* [Your tasks]:
1. Please copy the Percona cluster text word for word, starting at "In this case, node1" and ending at "able have majority.".
2. Continue the Percona cluster text from its last sentence.

Given text below:

Per the pxc documentation: http://www.percona.com/doc/percona-xtradb-cluster/howtos/virt_sandbox.html which covers a 3 node install I opted for a 4th.

  1. Initial setup complete data loading tests passed, with all nodes being updates synchronously using a 1.6GB test sql file to load a database.
  2. Failiure and restore of nodes commenced, this test entailed stoping the mysql service on a node, creating and subsequently dropping a database to test surviving node replication, and starting of the downed node to resync.
    1. This worked fine for nodes 4,3,2.
    2. Node1 which per the pxc documents is essentially a controller, would not rejoin the cluster.

So my questions are as follows:

  1. How to return a controller node to service if surviving nodes have since had data written to them
  2. Using 4 nodes as a reference, is there a way to remove this single point of failure in node1? (if a surviving node restarts with the controller (node1) down/out of sync, that node will also fail).
Oneiroi
  • 2,103

3 Answers3

6

Based on your symptoms on node one, you are using

wsrep_cluster_address=gcomm:// 

in your configuration file, which means the node will start a new cluster. You can confirm this with wsrep_cluster_size variable being 1 on node1, and 3 on the others. If you want to join node1 to your already existing cluster, you should specify

wsrep_cluster_address=gcomm://(ip of a running node here)

In this case, node1 will rejoin the cluster.

Some additional thoughts:

  • Because of the quorum mechanism in PXC (Percona Xtradb Cluster), it's not recommended to run it on 4 nodes. It's recommended to use an odd number of nodes, so in case of a network split, one part of the split cluster will be able have majority.

End of Given text.
Records below:

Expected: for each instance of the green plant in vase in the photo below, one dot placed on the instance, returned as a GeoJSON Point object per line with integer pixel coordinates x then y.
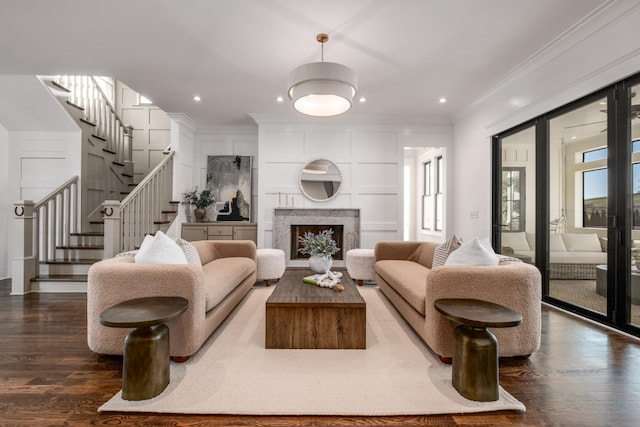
{"type": "Point", "coordinates": [201, 202]}
{"type": "Point", "coordinates": [320, 247]}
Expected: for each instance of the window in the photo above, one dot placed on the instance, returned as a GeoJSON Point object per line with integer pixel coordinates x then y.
{"type": "Point", "coordinates": [513, 198]}
{"type": "Point", "coordinates": [594, 198]}
{"type": "Point", "coordinates": [439, 193]}
{"type": "Point", "coordinates": [427, 198]}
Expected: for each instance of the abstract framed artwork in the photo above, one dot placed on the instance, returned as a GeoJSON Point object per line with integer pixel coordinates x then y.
{"type": "Point", "coordinates": [229, 180]}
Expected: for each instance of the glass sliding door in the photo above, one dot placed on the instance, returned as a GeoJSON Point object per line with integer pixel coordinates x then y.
{"type": "Point", "coordinates": [516, 219]}
{"type": "Point", "coordinates": [632, 299]}
{"type": "Point", "coordinates": [578, 220]}
{"type": "Point", "coordinates": [578, 206]}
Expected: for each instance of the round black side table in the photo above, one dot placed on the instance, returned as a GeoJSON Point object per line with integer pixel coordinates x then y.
{"type": "Point", "coordinates": [145, 372]}
{"type": "Point", "coordinates": [475, 354]}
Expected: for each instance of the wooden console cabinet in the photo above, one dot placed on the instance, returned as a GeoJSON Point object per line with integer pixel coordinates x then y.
{"type": "Point", "coordinates": [223, 230]}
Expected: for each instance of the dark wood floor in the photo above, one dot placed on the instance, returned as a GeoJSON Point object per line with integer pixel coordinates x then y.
{"type": "Point", "coordinates": [583, 375]}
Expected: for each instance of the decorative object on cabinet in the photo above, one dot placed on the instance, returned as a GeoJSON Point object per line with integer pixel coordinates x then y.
{"type": "Point", "coordinates": [320, 180]}
{"type": "Point", "coordinates": [201, 202]}
{"type": "Point", "coordinates": [229, 230]}
{"type": "Point", "coordinates": [229, 180]}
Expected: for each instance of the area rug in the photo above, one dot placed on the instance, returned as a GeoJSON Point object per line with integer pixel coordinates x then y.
{"type": "Point", "coordinates": [234, 374]}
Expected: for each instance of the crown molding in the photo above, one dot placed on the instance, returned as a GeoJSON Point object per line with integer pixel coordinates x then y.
{"type": "Point", "coordinates": [535, 87]}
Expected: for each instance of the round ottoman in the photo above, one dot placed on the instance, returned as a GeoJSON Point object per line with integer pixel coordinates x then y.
{"type": "Point", "coordinates": [360, 265]}
{"type": "Point", "coordinates": [270, 264]}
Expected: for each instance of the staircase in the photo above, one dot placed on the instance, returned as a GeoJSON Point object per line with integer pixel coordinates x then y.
{"type": "Point", "coordinates": [64, 233]}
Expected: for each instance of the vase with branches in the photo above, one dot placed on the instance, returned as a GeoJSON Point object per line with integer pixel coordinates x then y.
{"type": "Point", "coordinates": [320, 247]}
{"type": "Point", "coordinates": [201, 201]}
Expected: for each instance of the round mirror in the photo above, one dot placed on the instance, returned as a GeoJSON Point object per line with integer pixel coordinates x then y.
{"type": "Point", "coordinates": [320, 180]}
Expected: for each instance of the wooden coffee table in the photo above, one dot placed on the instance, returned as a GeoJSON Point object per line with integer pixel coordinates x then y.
{"type": "Point", "coordinates": [145, 365]}
{"type": "Point", "coordinates": [300, 315]}
{"type": "Point", "coordinates": [475, 355]}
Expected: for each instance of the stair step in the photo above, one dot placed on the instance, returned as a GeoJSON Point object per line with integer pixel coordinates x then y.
{"type": "Point", "coordinates": [59, 283]}
{"type": "Point", "coordinates": [60, 278]}
{"type": "Point", "coordinates": [59, 86]}
{"type": "Point", "coordinates": [75, 106]}
{"type": "Point", "coordinates": [70, 262]}
{"type": "Point", "coordinates": [66, 267]}
{"type": "Point", "coordinates": [80, 247]}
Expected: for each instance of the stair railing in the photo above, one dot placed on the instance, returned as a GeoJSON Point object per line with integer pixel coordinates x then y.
{"type": "Point", "coordinates": [41, 228]}
{"type": "Point", "coordinates": [127, 222]}
{"type": "Point", "coordinates": [87, 93]}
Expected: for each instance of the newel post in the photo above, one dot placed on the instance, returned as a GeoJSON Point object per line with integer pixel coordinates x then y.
{"type": "Point", "coordinates": [112, 228]}
{"type": "Point", "coordinates": [23, 263]}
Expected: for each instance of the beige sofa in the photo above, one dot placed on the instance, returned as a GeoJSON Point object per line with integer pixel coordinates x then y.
{"type": "Point", "coordinates": [404, 273]}
{"type": "Point", "coordinates": [227, 274]}
{"type": "Point", "coordinates": [571, 255]}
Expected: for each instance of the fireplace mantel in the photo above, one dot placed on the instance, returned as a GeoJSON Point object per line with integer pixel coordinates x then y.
{"type": "Point", "coordinates": [283, 218]}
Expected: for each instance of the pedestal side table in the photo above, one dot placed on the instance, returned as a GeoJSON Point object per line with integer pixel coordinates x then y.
{"type": "Point", "coordinates": [145, 365]}
{"type": "Point", "coordinates": [475, 354]}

End of Records.

* [Exercise results]:
1.
In this case, node1 will rejoin the cluster.

Some additional thoughts:

  • Because of the quorum mechanism in PXC (Percona Xtradb Cluster), it's not recommended to run it on 4 nodes. It's recommended to use an odd number of nodes, so in case of a network split, one part of the split cluster will be able have majority.

2.
  • Instead of wsrep_cluster_address you can use wsrep_urls in the [mysqld_safe] section.

Disclaimer: I work for Percona.

1

Further research into this issue seems this is a viable method (leaving this answer unaccepted for the moment, incase someone replies with a better setup):

  1. Circular setup
    1. per pxc documentation have all nodes sync from node 1
    2. stop node2 repoint to node3, start node 2
    3. stop node3 repoint to node4, start node 3
    4. stop node1 repoint to node2, start node 1

This setup appears to tollerate the loss of any node via disconnection at least, and on restoration of the node syncs without issue.

Oneiroi
  • 2,103
-3

If Mysql wont start and the reason is a corrupt DB table.

replicate what the server is doing and grab a good copy from a stopped server for client dbs.

it tars the files from $MYSQLHOME that are db via a nc.

we used scp to move the good files in place and then kicked off the sync again by starting mysql of the bad server.